### Assigned task A
List every section heading in the table of contents of the football commentary model description.
### Assigned task B
Write the next part of the football commentary model description, picking up after its final sentence.

### Source extract
BEGIN
Experimental LSTM + Multi-Head Attention Model + LLM decoding strategies for Football Commentary Generation
streamlit-app-2025-02-27-00-02-06.online-video-cutter.com.1.mp4
This repository contains a PyTorch implementation of a sequence-to-sequence model for football commentary generation from a structured events & stats input. The model utilizes Bi-directional LSTM along with Multi Head Self as well as Cross Attention with GPT2 as the tokenizer & is trained on football events & commentary data from european leagues. Various decoding techniques - old & recent( from LLMs) were tried out.
- Introduction
- Setup
- Model
- Preprocessing
- Training
- Decoding
- Results
It is a classic Sequence to Sequence Model with Encoder-decoder architecture with Bi-directional LSTM , but unlike using classic single head cross attention , I have experimented & implemented Multi Head Self Attention in the Encoder & Multi-Head Cross Attention in the Decoder - like Transformers . This unique combination allows the model to quickly catch on to the patterns present in Football commentary & so even with low quality & quantity of data, small model, low training epochs (~10) & Mixed precision training - the model outputs coherant commentary. Also , instead of using a Text Embedding Model - I have chosen GPT2Tokenizer for encoding text , which has a vocabulary size of 50257.
END
### Dataset records
BEGIN
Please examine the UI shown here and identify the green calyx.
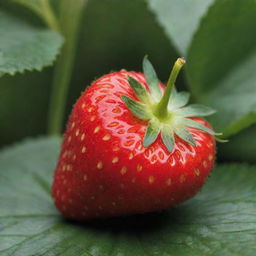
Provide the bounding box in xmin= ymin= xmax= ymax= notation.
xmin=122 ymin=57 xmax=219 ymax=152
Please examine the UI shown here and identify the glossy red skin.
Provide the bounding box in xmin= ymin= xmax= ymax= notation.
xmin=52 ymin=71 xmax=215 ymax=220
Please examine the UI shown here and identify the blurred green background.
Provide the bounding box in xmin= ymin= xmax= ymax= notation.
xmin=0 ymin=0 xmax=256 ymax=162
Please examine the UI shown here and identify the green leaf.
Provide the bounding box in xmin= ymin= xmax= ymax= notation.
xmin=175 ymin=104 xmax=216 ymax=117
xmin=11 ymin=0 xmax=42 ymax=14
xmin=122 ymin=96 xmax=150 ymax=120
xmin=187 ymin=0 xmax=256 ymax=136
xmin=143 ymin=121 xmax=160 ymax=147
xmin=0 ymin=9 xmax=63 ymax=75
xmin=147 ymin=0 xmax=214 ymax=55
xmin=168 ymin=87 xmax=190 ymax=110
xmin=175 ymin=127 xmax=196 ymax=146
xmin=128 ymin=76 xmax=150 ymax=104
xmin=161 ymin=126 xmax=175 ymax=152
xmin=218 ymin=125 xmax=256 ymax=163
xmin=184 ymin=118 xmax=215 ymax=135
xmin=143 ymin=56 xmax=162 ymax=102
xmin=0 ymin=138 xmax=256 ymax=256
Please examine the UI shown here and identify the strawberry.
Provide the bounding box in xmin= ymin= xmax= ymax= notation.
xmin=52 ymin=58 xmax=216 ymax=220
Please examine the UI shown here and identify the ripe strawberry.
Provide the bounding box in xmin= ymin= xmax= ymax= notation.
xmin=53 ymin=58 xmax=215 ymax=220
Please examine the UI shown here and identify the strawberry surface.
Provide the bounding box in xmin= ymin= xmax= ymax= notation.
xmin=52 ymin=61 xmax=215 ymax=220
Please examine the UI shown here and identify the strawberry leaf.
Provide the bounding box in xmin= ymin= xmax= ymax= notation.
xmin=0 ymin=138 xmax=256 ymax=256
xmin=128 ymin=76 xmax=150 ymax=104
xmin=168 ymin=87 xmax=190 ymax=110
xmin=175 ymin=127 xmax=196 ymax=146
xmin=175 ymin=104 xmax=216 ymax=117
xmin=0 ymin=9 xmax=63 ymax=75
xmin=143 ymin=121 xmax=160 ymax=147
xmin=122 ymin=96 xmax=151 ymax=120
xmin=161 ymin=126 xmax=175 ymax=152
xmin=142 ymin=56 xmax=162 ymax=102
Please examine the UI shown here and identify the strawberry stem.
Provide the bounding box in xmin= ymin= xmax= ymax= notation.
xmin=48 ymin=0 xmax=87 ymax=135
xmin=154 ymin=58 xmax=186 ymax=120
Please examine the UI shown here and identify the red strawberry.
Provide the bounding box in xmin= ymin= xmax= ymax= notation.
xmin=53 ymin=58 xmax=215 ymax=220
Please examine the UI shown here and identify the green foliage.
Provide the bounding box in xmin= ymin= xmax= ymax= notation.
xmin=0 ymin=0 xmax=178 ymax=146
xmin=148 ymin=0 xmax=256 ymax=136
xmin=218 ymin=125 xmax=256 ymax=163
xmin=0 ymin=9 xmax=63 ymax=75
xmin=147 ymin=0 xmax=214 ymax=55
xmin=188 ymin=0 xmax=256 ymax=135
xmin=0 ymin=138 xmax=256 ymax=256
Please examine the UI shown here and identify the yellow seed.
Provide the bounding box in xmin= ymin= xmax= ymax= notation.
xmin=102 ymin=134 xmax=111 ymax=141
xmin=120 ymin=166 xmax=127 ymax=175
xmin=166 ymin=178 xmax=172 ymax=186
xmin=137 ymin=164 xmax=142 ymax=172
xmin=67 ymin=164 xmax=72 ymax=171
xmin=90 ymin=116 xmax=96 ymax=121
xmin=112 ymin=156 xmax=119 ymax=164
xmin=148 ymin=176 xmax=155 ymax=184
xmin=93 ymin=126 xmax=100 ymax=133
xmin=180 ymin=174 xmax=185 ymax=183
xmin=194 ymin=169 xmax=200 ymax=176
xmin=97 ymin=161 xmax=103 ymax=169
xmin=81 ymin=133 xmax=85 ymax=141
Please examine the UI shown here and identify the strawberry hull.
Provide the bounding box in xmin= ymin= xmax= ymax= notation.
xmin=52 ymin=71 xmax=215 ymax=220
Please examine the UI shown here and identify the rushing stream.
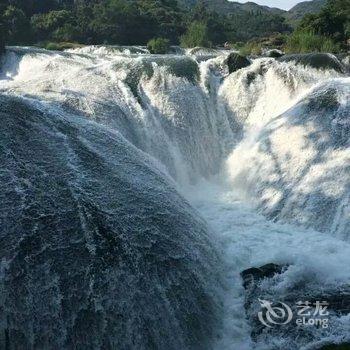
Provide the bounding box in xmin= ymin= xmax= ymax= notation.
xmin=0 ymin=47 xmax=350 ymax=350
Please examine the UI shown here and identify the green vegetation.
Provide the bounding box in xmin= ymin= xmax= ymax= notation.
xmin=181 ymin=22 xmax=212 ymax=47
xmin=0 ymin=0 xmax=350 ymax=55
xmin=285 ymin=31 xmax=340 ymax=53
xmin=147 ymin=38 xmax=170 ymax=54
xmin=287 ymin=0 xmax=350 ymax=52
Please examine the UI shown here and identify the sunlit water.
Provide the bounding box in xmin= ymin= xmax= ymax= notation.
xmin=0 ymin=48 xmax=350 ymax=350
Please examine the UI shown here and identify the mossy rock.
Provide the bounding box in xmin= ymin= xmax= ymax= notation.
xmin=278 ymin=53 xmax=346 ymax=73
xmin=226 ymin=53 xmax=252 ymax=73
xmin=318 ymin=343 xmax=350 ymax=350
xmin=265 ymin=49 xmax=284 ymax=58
END
### Answer space A
Introduction, Setup, Model, Preprocessing, Training, Decoding, Results

### Answer space B
Model Architecture:
graph TD;
h0,c0-->Encoder;
Embed-->Encoder;
X-->Embed;
Encoder-->Decoder;
Y-->Decoder;
Decoder-->Probs;
Probs-->Output;
Test out the model at huggingface To run the project locally:
1.Install Python dependencies:
pip install -r requirements.txt
2.Clone the repository:
git clone https://github.com/eshan1347/LSTM_sportsCommentary
3.Download the dataset (for further training):
4.Perform Inference:
python pred.py
5.Run the model
streamlit app.py
The Encoder model is a custom pytorch model which consists of an initial embedding layer, which creates an embedding that is suitable for the gpt2, followed by a Bi-directional LSTM. Then the output is fed into a self-attention layer with 4 n_heads. The Query, Key Values are all the output from the LSTM. The attention layer allows the model to assign weights to more important parts of the input. The LSTM and attention outputs are combined and passed through a multi-layer perceptron. The logits - combined LSTM and attention states , hidden & cell states are returned. The decoder has the same architecture to the Encoder . The difference lies in the forward method & training.
The dataset used is huge ~ 2 million smaples. Only 50000 entries and 35 features were utilised for training the model. Only the relevant & non-empty features were chosen.Majority of the columns were also combined to create new Columns - ex: columns home_player_name0 ... were combined to create Home & Away Team columns. The small subset of data was taken due to computation limits. The values were tokenised and encoded by the GPT2 Tokeniser and fed into the model. The Tokenization along with padding was done at a batch level inorder to reduce the padding tokens, memory & get a better result.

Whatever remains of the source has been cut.